◆ **Given task**
Copy the entries below word for word, starting at the line that contains "turquoise sea | get-box --all" and stopping after the line that contains "[5,62,40,72]". Include both of those lines and nothing else.

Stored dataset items

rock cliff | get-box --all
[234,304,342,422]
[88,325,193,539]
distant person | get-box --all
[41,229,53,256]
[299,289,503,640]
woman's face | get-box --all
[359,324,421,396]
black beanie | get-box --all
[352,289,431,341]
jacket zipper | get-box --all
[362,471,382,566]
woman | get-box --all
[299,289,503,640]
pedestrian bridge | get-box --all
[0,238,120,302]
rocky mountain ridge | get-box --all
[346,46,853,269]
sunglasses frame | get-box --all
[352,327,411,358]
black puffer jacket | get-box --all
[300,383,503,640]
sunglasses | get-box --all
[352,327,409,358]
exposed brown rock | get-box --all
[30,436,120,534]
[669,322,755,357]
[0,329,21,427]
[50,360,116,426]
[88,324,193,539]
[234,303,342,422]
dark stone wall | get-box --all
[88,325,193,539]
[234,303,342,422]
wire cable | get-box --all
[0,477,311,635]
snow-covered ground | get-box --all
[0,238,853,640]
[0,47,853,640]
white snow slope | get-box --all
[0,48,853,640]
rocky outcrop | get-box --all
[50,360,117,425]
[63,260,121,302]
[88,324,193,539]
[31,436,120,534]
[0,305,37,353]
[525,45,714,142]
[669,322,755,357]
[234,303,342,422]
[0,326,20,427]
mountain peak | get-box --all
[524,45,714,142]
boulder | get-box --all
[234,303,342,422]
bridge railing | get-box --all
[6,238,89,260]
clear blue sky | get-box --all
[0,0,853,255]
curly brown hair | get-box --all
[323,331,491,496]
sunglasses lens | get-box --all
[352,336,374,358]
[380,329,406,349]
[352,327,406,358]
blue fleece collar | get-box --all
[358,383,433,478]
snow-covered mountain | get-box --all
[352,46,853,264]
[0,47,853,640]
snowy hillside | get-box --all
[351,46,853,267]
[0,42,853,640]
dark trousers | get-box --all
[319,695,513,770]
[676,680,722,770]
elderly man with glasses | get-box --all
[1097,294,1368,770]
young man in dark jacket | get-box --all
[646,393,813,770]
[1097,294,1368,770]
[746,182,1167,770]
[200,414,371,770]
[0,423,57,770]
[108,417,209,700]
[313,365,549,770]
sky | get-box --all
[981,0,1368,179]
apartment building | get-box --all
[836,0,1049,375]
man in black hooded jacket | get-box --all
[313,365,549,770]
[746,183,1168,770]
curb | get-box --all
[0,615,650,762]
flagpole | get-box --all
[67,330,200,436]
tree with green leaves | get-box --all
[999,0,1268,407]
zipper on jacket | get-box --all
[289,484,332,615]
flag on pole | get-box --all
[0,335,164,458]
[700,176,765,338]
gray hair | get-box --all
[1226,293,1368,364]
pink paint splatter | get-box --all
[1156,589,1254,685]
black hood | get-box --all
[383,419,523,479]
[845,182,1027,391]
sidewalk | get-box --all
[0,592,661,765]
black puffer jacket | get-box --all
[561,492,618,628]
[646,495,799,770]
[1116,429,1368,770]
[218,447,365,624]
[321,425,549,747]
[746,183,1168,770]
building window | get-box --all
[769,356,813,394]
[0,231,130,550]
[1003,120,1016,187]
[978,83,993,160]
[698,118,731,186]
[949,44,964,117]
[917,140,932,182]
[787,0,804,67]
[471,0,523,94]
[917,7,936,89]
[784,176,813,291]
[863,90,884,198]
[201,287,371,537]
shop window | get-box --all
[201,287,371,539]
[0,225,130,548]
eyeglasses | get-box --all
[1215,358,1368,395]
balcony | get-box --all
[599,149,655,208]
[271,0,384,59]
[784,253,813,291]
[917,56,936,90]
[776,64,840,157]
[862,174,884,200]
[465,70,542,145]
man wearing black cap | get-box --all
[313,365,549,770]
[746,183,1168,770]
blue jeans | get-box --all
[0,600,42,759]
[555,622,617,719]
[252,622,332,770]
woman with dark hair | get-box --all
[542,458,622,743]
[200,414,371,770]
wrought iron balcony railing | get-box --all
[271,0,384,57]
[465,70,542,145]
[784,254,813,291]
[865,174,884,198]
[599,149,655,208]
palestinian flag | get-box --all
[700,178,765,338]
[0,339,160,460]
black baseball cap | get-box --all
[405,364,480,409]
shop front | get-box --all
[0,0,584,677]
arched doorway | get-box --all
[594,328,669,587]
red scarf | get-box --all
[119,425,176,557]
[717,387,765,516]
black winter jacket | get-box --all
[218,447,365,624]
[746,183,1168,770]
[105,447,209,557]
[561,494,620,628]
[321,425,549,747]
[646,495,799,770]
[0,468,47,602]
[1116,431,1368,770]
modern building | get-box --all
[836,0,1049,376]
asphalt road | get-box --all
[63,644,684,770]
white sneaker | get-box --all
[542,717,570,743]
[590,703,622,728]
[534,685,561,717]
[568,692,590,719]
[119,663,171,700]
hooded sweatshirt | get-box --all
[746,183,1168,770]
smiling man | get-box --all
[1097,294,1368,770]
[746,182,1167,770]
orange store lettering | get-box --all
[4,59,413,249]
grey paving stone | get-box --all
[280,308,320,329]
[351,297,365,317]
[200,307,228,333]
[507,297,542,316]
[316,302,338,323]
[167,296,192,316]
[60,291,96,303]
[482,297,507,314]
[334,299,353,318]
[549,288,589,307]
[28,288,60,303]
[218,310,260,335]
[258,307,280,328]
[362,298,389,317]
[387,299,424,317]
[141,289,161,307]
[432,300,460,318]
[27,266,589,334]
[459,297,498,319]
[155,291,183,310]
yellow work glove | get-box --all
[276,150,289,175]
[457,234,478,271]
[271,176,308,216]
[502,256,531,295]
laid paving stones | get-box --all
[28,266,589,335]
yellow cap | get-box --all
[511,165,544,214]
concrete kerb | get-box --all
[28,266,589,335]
* * *
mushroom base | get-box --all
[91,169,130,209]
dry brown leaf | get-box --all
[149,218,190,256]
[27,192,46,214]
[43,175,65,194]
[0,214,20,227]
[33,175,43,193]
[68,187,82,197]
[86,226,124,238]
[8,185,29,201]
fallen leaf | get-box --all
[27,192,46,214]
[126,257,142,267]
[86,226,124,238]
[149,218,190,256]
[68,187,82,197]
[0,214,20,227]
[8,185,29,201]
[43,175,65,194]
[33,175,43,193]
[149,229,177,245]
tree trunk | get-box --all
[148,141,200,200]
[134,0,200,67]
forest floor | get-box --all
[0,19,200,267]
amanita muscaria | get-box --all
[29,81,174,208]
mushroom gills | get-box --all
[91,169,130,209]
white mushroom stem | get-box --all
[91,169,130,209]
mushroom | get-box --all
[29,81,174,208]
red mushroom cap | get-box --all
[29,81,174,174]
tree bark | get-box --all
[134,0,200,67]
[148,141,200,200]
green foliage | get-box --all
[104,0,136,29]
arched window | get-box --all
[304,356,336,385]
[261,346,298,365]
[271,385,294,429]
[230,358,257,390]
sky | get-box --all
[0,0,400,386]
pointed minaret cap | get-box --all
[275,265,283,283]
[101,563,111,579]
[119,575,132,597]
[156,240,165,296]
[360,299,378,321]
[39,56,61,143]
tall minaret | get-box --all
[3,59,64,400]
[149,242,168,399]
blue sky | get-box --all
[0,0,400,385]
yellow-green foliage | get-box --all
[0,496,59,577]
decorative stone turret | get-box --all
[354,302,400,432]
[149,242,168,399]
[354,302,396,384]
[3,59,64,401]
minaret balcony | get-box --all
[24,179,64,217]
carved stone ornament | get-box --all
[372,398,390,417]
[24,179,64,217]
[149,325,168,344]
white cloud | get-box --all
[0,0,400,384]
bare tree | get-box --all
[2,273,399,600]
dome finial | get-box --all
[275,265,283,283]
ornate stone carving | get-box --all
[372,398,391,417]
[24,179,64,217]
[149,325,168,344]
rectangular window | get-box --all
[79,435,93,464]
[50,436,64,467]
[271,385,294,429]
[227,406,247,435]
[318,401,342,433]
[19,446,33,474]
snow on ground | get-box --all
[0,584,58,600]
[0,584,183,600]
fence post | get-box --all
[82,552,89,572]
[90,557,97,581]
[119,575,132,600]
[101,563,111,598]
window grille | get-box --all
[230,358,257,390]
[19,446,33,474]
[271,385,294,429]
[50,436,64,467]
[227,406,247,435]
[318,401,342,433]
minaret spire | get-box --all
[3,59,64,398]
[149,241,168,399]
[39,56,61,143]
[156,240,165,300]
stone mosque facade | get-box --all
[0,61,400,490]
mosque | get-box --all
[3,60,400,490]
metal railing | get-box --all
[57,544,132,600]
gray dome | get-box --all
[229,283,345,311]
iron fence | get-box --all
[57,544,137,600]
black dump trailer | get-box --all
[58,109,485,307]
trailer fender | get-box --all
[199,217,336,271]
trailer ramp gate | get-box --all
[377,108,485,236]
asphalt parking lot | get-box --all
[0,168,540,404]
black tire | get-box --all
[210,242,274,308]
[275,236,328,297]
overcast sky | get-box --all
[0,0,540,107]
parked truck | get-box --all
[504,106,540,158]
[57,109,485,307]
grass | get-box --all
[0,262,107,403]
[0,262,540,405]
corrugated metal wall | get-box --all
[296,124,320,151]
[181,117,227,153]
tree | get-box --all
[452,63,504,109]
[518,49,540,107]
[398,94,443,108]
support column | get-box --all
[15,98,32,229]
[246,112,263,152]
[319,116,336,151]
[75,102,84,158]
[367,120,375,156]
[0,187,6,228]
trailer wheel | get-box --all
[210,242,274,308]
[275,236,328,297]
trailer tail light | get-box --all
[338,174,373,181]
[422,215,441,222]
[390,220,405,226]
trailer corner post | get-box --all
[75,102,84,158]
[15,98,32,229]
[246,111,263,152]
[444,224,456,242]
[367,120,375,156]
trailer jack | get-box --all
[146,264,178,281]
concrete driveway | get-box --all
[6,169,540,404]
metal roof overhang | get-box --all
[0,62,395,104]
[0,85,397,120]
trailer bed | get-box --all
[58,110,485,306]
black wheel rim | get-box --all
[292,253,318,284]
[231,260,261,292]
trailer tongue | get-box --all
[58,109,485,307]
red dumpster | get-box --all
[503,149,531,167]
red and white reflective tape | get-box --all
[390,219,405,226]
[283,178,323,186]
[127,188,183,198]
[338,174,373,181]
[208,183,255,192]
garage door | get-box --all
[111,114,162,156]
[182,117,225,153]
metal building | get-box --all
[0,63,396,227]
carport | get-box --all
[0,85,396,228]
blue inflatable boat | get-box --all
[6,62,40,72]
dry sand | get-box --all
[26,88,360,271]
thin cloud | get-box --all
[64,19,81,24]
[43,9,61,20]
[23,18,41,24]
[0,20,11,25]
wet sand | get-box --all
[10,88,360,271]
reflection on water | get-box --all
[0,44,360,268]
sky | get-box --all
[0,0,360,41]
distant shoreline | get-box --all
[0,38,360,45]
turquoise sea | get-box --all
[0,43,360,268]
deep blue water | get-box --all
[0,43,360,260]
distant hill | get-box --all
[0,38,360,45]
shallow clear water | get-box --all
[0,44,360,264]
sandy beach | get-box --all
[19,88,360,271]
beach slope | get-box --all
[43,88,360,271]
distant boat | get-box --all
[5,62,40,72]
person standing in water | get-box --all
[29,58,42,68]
...
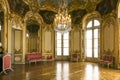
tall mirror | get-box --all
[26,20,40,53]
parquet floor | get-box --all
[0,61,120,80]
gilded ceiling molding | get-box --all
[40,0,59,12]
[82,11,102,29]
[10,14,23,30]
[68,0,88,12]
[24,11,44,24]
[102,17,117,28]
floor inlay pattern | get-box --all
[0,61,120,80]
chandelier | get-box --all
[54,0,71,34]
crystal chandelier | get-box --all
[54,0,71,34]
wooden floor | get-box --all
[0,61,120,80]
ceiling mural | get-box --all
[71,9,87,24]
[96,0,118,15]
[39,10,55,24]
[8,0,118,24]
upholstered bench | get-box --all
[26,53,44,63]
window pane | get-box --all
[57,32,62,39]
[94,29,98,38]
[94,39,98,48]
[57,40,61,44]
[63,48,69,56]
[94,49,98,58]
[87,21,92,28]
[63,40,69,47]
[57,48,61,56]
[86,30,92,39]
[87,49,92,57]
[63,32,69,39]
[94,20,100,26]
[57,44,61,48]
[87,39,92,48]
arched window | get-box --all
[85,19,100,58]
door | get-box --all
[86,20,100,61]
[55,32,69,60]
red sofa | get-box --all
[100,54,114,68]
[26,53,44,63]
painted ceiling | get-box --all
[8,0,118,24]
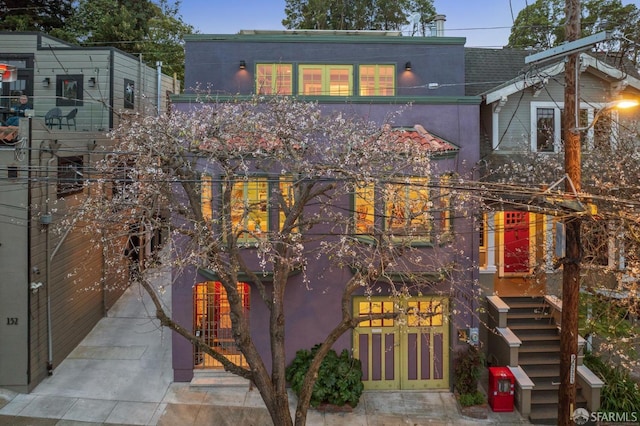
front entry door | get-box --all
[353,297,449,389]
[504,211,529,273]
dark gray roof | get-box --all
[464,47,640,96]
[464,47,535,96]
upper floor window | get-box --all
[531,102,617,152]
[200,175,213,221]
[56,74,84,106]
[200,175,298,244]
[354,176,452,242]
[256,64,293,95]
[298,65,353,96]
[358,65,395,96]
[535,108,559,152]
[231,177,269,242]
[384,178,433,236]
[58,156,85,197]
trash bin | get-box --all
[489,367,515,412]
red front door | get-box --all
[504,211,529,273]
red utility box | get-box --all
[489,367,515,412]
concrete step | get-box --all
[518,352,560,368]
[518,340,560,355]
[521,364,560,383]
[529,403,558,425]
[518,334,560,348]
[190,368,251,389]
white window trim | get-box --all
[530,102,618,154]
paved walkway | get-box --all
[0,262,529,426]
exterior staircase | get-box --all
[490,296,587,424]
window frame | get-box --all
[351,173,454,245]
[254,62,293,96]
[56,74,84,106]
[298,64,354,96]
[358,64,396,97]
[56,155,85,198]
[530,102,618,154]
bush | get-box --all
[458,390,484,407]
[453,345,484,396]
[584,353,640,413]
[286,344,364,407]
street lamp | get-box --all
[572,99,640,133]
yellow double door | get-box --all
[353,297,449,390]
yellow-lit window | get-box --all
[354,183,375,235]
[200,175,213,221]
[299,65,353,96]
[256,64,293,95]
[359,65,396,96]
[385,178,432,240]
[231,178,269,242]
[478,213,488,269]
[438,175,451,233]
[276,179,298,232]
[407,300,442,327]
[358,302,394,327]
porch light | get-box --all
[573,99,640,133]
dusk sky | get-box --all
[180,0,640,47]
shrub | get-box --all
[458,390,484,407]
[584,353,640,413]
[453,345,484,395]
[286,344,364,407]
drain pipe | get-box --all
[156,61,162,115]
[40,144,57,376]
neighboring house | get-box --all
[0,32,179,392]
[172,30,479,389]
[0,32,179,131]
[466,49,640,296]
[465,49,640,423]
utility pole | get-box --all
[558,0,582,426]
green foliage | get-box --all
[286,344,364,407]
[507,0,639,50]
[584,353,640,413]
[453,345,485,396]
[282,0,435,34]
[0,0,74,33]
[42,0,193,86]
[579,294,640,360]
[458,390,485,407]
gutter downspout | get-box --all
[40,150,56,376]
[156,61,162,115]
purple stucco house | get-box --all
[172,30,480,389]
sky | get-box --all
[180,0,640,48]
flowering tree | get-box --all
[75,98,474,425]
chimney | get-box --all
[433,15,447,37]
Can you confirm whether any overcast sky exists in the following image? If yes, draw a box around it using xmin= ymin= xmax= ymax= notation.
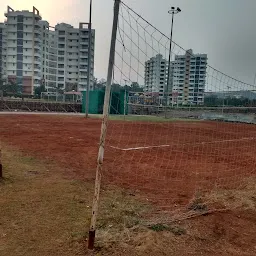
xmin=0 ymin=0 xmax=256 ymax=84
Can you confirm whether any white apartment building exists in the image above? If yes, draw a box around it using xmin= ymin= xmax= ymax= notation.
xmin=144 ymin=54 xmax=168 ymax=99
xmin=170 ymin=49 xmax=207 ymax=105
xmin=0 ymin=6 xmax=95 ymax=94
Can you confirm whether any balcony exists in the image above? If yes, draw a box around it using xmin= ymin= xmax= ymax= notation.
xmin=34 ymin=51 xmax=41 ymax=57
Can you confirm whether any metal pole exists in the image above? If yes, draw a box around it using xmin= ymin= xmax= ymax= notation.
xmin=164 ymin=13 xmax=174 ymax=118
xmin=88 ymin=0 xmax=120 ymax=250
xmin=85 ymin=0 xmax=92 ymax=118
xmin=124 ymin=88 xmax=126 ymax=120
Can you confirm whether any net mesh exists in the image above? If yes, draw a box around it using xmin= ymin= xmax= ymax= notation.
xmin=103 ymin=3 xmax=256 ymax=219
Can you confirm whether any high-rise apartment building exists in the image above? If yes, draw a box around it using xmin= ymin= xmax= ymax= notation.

◆ **Solution to this exercise**
turquoise sea | get-box --all
[0,43,360,268]
deep blue water | get-box --all
[0,43,360,260]
distant hill | get-box --all
[0,38,360,45]
shallow clear water | get-box --all
[0,44,360,264]
sandy beach | get-box --all
[19,88,360,271]
beach slope | get-box --all
[43,88,360,271]
distant boat | get-box --all
[5,62,40,72]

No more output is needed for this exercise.